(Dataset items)

------------------------------------------------

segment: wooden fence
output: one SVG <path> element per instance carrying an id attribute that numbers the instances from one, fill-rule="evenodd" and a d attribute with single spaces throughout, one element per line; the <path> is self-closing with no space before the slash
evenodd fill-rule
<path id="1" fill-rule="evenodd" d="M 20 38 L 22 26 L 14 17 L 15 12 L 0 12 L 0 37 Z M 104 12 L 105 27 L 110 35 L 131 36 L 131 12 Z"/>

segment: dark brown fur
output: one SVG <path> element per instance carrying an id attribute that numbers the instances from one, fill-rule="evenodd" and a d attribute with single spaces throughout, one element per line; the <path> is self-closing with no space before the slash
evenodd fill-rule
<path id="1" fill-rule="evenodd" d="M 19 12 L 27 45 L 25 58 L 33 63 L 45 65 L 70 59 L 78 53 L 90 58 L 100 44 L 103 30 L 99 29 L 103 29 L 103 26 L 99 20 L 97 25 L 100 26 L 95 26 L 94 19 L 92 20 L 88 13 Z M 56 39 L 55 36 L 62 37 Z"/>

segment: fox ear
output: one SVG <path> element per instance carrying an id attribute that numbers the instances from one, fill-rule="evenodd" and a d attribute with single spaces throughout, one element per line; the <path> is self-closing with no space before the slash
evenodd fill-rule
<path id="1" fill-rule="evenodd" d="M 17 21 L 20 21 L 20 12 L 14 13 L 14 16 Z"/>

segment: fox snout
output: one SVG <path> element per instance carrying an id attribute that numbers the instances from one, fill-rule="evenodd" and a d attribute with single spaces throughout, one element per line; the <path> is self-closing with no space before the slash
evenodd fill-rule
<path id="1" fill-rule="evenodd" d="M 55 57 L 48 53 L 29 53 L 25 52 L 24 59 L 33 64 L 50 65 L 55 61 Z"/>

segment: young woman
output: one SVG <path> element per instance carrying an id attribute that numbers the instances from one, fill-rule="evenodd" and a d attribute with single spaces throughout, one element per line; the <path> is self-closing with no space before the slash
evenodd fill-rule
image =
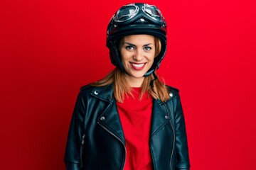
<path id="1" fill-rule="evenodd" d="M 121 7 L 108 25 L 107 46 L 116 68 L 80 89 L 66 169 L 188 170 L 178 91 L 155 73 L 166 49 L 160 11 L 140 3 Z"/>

------------------------------------------------

**PROBLEM REQUIREMENTS:**
Reproduce all the records, substituting "wolf" for every "fox" and keeping everything else the same. Leave the pictures out of your answer.

**SOLUTION TO THE EXERCISE:**
segment: wooden fence
output: one SVG <path> element per instance carrying an id attribute that numbers the instances from one, fill-rule="evenodd" and a d attribute with single spaces throughout, one element per line; the <path> is self-closing with no space before the slash
evenodd fill-rule
<path id="1" fill-rule="evenodd" d="M 20 38 L 22 26 L 14 17 L 15 12 L 0 12 L 0 37 Z M 104 12 L 105 27 L 110 35 L 131 36 L 131 12 Z"/>

segment: dark brown fur
output: one SVG <path> element per instance carrying an id attribute that numbers the instances from one, fill-rule="evenodd" and a d attribute with single spaces throughout, one element per line; the <path> is self-closing with no space before the slash
evenodd fill-rule
<path id="1" fill-rule="evenodd" d="M 19 12 L 27 45 L 25 58 L 33 63 L 45 65 L 70 59 L 78 53 L 90 58 L 100 44 L 103 30 L 99 29 L 103 29 L 103 26 L 99 20 L 97 25 L 100 26 L 95 26 L 94 19 L 92 20 L 88 13 Z M 56 39 L 55 36 L 62 37 Z"/>

segment: wolf ear
output: one SVG <path> element per instance carrying an id attribute that numbers the instances from one, fill-rule="evenodd" and a d attribute with single spaces throughout, one element per line; the <path> is self-closing with no space before the slash
evenodd fill-rule
<path id="1" fill-rule="evenodd" d="M 17 21 L 20 21 L 20 12 L 14 13 L 14 16 Z"/>

segment: wolf snout
output: one SVG <path> element per instance carrying an id attribute that numbers the instances from one, fill-rule="evenodd" and a d attribute with single spaces throughout, one element per line; the <path> is self-closing with no space before the slash
evenodd fill-rule
<path id="1" fill-rule="evenodd" d="M 55 57 L 48 53 L 29 53 L 25 52 L 24 59 L 33 64 L 50 65 L 55 61 Z"/>

segment: young woman
output: one SVG <path> element per instance carrying an id attribute that numbers the instances from one, fill-rule="evenodd" and a d attribute with single spaces throughout, one element per line; the <path> is self-closing with no space before the slash
evenodd fill-rule
image =
<path id="1" fill-rule="evenodd" d="M 121 7 L 108 25 L 107 46 L 116 68 L 80 89 L 66 169 L 188 170 L 178 91 L 155 73 L 166 49 L 160 11 L 140 3 Z"/>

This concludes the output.